*TO BE DONE:* Extract from the listing every line that contains the word "such", and copy each one without changes.

*MATERIAL PROVIDED:*
########################################
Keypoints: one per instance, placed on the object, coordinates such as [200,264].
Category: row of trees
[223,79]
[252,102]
########################################
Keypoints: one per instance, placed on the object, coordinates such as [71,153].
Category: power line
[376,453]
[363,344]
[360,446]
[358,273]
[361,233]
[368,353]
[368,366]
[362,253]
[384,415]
########################################
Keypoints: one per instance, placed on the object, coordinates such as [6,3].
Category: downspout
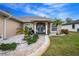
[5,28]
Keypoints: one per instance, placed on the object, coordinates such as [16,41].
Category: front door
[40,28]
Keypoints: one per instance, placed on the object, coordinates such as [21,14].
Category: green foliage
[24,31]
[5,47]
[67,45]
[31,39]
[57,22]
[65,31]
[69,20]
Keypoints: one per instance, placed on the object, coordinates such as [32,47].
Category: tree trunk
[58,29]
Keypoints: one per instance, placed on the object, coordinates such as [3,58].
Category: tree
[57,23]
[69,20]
########################################
*EXERCISE RESULT:*
Keypoints: one per instance, placed on the object, coordinates such as [200,264].
Keypoints: one per instance, placed on the object, coordinates such as [71,153].
Keypoints: one per instance, placed on the object, coordinates such as [6,3].
Keypoints: one per instance, placed on the object, coordinates such as [16,41].
Keypoints: one per instance, placed on the object, coordinates such as [21,14].
Keypoints: one per instance, placed on the object, coordinates such as [32,47].
Keypoints: one per instance, placed on the object, coordinates such as [3,58].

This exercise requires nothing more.